Selected text —
--- begin ---

Have you ever written a character with an actor in mind?

I’ll do that in my screenplays, but not so much in my prose work. Though, I will say that for Mr. Street, the jerk-of-a-teacher at the center of Paper Bag Mask, I took a lot of cues from Robert Downey Jr. and the way he can work a room and wrangle a sentence with a common idea at its core into something that sounds oh-so-clever and unique.

Which literary character do you most resonate with on a personal level?
Other than the ones I write? Probably Superman. That might sound like an odd pick because Superman is generally regarded as fairly difficult to relate to because most of us can’t fly or freeze things with our super breath (kind of gross, when you think about it), but it’s not his powers I identify with but what he chooses to not do with them. Superman is a being of power who is always trying to do the right thing but who is capable of great evil. He genuinely wants to do good, but the temptation to give into natural impulse  just do whatever pleases him has got to be great. I think there’s an anger at the heart of Superman that Christopher Reeve played so, so well where you saw his utter impatience for those who don’t exert the same control over themselves that he forces on himself. At the same time, he turns that anger and impatience right back around on himself for his own failings and temptations. It’s a vicious cycle I know well.

Have you ever turned a dream or a nightmare into a written piece?
I’ve written down dreams and nightmares and turned them into blogs, but the only real nightmares I remember nowadays are the ones that were recurring when I was a kid. Like, the one where I heard voices in the house taunting me, but I couldn’t find their source until I opened my own closet. There, on the ground, I found my parents chanting “Nobody loves you, nobody loves you” with baby bodies and football helmets on their giant heads. It’s too bad Freud is dead. I could really use some analysis on that one.

Tell me what you love most about writing comedy?
I love a good turn of phrase. I love expressing something from a different, less straightforward angle that can surprise and make someone laugh. At the same time, I can’t say I’m terribly conscious that I’m writing comedy when I’m writing it. People say they laugh a lot when reading my stuff, but that’s always a little surprising to me.  I think my worldview is a lot snarky and just a little less sane than average, and that tends to come across in a way I’m sometimes aware of and sometimes not.

--- end ---

Goals —
(a) Answer these questions using the interview above.
(i) Whose manner did the writer draw on for Mr. Street?
(ii) Which literary character, other than the writer's own, does the writer name as the one they most resonate with?
(iii) What were the parents chanting in the recurring nightmare?
(b) Decide whether each statement agrees with the interview above. Answer yes or no, and quote the words that decide it.
(i) The writer often writes characters for prose work with an actor in mind.
(ii) The writer identifies with Superman's powers.
(iii) The writer has turned dreams and nightmares into blogs.

[Coordinate annotation entries]
--- begin ---

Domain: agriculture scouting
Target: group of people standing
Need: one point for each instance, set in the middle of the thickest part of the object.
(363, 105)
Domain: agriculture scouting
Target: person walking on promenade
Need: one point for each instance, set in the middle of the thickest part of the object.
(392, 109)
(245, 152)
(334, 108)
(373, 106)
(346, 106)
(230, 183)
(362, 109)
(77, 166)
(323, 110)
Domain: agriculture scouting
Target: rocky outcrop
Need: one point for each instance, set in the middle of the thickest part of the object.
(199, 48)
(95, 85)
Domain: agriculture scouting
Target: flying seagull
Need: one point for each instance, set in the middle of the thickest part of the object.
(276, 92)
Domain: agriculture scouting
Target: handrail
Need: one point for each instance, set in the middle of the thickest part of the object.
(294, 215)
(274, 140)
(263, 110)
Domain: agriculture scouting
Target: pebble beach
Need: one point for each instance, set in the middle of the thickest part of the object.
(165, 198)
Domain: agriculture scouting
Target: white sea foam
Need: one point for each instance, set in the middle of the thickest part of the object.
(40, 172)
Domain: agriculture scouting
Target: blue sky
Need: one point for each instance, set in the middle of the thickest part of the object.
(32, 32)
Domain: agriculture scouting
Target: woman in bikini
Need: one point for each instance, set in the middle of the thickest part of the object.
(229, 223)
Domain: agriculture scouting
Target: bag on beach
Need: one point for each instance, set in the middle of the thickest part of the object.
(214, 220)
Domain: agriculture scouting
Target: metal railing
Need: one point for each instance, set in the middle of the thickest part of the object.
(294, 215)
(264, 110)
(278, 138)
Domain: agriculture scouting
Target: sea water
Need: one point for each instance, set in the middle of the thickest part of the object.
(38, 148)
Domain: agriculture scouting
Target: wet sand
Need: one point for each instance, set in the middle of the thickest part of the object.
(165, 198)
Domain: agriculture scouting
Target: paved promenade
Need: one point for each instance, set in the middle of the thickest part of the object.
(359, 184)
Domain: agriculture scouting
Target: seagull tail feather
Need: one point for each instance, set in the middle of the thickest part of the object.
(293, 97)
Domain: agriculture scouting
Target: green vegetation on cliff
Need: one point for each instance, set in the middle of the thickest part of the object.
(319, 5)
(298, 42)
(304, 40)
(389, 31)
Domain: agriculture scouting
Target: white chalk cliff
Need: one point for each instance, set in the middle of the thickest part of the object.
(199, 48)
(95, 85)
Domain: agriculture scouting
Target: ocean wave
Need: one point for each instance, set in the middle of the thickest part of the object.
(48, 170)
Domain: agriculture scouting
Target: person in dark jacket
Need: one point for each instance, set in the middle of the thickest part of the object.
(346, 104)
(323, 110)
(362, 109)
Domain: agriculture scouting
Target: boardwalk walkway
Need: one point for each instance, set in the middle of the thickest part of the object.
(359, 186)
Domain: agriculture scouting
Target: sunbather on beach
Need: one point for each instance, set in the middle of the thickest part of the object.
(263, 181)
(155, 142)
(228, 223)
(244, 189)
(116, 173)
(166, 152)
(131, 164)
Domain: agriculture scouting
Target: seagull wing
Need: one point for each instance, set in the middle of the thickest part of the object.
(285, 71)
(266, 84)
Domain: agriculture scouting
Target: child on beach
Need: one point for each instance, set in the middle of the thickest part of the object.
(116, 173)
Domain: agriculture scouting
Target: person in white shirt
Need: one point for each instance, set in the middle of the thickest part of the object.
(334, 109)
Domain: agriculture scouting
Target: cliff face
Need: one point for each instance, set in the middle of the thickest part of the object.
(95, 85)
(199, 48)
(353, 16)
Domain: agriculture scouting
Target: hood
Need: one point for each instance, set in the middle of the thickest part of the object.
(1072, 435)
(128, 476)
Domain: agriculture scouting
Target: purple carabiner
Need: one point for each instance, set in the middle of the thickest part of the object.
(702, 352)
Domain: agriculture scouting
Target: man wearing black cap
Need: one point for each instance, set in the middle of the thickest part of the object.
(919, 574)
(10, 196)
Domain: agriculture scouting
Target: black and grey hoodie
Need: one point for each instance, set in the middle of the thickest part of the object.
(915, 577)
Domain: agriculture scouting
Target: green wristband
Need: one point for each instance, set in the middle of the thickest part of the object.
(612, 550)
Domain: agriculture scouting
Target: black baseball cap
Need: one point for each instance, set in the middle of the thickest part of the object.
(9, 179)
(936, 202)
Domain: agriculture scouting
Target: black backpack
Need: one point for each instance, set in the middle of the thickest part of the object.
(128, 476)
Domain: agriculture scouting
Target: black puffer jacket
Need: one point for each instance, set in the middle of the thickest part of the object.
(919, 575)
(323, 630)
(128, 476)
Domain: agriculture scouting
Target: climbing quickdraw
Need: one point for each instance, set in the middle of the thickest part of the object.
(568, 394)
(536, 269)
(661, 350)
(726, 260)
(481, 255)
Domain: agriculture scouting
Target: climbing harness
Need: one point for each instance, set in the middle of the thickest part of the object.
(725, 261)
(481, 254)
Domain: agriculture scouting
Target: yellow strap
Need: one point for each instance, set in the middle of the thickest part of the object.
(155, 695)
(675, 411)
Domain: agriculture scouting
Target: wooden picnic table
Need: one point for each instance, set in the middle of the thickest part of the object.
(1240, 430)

--- end ---

Full answers —
(a)
(i) Robert Downey Jr.
(ii) Superman.
(iii) "Nobody loves you, nobody loves you."

(b)
(i) No: "I’ll do that in my screenplays, but not so much in my prose work."
(ii) No: "it’s not his powers I identify with but what he chooses to not do with them."
(iii) Yes: "I’ve written down dreams and nightmares and turned them into blogs"